▸ Tasks to perform:
1. Decide whether each statement below agrees with the book review of The Stranger in the Lifeboat. Answer yes or no for each and quote the words of the review that decide it.
(a) Jason Lambert invites his guests to join him in Cape Verde.
(b) Lambert's super yacht is named Titanic.
(c) The reviewer states that Mitch Albom is a Christian.
2. Transcribe the book review of The Stranger in the Lifeboat from "THE STRANGER IN THE LIFEBOAT (2021)" to "chances of others?".

▸ Supplied passage:

#####

THE STRANGER IN THE LIFEBOAT (2021)
By Mitch Albom
Sphere, 204 pages.
★★★★
One of the older values clarification exercises is the lifeboat scenario. If you don’t recall it, an accident crowds too many people into a lifeboat with too few resources. If circumstances forced it, how would you choose whom to sacrifice to boost the survival chances of others?
Now let’s consider another mind game. Have you ever thought it unusual that most of the world’s major religions rely on centuries-old texts? Isn’t it odd that those that believe in a living deity assume that God has had nothing more to say to humankind in thousands of years? Here’s another dilemma. If a savior appeared today, would anyone recognize that person as such?
Mitch Albom is a Christian. Of that there is no doubt. Some people are put off by his novels as they find them proselytizing. The Stranger in the Lifeboat is, however, not entirely what you expect because it places the reader inside of both of the scenarios outlined above. Name whatever deity, prophet, or savior you wish. Once you freeze an image in your mind, can you get past whatever bearded, robed, turbaned, and/or miracle-wielding personality you invoke?
Lifeboat storylines are generally straightforward, as is this one. Jason Lambert, a ridiculously wealthy mogul, has invited a veritable who’s who from the celebrity, sports, political, and business worlds to join him in Cape Verde to schmooze, fish, and luxuriate on the maiden voyage of his super yacht Galaxy. His allegedly indestructible vessel–shades of The Titanic–is KO’d by what is assumed to have been an enraged whale and sinks. At this juncture Albom perhaps has the Old Testament tale of Jonah and the whale in mind, but he then tosses us the first of several curveballs and unless you are very astute or very lucky you will probably whiff.

#####

Data excerpted from a collection:
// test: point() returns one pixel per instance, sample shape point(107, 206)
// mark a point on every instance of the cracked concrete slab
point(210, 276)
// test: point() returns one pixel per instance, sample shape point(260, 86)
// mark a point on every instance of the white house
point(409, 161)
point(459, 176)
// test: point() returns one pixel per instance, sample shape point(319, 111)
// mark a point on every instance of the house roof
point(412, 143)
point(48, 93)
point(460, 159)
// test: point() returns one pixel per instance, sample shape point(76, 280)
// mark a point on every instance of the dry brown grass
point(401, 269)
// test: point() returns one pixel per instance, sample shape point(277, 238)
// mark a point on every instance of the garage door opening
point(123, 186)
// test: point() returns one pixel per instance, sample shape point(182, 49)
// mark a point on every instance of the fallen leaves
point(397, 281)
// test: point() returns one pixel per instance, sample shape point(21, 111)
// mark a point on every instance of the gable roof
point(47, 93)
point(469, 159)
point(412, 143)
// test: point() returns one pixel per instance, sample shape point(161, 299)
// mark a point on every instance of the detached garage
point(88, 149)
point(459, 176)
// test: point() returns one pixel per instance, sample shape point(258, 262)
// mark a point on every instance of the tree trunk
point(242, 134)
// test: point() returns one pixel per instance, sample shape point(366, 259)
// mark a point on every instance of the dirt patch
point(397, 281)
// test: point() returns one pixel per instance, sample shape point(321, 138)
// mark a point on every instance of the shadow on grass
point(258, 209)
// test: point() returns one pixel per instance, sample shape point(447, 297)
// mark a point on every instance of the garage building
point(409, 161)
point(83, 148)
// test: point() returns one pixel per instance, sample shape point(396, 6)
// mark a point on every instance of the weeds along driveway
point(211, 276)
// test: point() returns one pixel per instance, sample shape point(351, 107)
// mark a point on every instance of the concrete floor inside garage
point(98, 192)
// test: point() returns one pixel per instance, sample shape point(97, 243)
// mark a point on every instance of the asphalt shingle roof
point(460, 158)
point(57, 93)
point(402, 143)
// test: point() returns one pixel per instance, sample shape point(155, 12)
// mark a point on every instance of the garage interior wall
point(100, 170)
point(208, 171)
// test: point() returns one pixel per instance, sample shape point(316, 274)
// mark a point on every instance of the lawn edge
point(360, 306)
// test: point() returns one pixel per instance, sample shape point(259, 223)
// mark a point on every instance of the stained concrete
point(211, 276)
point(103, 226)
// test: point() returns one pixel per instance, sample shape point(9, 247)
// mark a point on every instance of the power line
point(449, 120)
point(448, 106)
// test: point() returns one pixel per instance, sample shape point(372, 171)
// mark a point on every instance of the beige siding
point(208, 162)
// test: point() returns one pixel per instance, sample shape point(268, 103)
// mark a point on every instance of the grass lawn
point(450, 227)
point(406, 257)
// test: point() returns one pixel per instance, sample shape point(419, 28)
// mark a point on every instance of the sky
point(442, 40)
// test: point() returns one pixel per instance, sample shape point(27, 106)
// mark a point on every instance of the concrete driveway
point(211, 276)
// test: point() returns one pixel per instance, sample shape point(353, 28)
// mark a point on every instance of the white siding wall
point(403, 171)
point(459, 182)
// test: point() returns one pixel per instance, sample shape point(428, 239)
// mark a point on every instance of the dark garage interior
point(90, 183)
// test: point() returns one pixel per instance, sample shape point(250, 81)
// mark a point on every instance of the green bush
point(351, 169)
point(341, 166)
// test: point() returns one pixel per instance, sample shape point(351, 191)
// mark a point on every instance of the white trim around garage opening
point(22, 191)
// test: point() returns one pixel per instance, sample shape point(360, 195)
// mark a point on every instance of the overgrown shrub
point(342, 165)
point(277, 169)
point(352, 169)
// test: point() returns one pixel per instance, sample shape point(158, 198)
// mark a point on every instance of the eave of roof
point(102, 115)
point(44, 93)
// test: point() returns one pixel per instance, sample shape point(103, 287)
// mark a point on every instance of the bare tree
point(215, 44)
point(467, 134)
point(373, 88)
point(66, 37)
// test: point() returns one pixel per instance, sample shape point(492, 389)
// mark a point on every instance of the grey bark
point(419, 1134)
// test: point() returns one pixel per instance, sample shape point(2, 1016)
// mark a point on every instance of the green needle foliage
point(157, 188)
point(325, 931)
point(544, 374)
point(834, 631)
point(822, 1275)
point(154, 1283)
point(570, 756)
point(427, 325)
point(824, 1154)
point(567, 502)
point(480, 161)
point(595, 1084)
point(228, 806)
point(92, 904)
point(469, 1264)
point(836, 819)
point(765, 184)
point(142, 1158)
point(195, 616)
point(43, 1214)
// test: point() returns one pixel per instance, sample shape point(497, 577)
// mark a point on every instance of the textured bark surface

#####

▸ Responses by task:
1.
(a) Yes: "to join him in Cape Verde"
(b) No: "on the maiden voyage of his super yacht Galaxy"
(c) Yes: "Mitch Albom is a Christian."

2.
THE STRANGER IN THE LIFEBOAT (2021)
By Mitch Albom
Sphere, 204 pages.
★★★★
One of the older values clarification exercises is the lifeboat scenario. If you don’t recall it, an accident crowds too many people into a lifeboat with too few resources. If circumstances forced it, how would you choose whom to sacrifice to boost the survival chances of others?